→ **Your task**
Print, word for word, the lines of the items below, from the line containing "Target: ringed tail" through the line containing "column 460, row 164", both ends included.

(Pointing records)
## BEGIN
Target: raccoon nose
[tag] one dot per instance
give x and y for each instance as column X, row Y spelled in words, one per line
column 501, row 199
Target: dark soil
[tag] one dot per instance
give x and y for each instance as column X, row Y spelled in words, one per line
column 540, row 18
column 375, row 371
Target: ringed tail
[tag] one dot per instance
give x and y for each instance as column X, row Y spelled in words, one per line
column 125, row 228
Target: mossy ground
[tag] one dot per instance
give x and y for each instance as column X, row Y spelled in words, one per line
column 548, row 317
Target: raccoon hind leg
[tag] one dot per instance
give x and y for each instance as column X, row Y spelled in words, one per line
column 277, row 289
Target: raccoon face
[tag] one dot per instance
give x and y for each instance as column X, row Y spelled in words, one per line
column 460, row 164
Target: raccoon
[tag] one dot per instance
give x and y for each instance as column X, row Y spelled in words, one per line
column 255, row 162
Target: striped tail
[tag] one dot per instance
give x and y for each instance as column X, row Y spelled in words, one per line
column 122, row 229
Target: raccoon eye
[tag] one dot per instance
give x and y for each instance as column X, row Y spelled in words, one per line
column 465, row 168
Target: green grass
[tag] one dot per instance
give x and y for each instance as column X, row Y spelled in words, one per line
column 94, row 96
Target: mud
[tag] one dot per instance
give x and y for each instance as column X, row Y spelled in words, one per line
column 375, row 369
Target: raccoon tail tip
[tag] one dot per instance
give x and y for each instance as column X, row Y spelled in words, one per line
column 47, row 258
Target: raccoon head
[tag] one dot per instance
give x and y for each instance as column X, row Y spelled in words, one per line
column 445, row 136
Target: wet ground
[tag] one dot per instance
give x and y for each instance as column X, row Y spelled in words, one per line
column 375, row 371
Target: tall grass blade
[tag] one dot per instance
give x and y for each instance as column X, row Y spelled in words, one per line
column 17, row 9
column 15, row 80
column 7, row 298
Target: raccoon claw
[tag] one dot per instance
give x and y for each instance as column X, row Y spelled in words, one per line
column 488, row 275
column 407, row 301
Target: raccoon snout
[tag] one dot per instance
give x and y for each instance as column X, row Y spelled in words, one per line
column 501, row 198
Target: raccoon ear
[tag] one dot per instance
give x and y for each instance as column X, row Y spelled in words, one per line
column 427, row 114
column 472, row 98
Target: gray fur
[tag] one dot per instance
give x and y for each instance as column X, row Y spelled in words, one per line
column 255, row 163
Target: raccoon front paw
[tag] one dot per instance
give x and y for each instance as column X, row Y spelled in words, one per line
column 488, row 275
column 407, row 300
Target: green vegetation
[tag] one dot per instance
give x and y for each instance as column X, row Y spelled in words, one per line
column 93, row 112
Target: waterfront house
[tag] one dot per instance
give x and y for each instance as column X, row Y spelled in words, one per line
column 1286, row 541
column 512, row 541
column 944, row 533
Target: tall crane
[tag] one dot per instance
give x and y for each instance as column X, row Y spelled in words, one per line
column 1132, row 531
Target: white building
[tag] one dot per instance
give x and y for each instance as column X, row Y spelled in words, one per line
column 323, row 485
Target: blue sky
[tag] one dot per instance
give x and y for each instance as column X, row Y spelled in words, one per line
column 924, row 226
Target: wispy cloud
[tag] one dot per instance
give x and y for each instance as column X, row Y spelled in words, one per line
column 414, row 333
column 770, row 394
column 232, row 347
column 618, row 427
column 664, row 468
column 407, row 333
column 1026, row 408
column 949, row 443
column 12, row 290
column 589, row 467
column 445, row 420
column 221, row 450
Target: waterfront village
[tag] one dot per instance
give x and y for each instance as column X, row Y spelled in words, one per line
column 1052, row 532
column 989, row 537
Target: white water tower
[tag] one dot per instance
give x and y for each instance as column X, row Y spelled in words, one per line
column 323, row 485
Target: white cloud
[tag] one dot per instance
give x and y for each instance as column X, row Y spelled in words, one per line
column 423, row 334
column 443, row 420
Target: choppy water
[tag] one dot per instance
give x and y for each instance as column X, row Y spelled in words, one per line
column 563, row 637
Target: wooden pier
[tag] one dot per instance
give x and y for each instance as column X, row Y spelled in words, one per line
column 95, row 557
## END
→ **Exercise solution**
Target: ringed tail
[tag] one dot per instance
give x and y for each instance as column X, row Y spelled in words, one per line
column 125, row 228
Target: mossy ground
[tag] one dot per instance
give x and y for each instance as column X, row Y spelled in words, one per line
column 548, row 317
Target: raccoon hind leg
[tag] one dot per instance
give x and y for each instance as column X, row Y spelled in words, one per line
column 277, row 289
Target: raccoon face
[tag] one dot per instance
give x and y for each instance as column X, row Y spelled in words, one per line
column 460, row 164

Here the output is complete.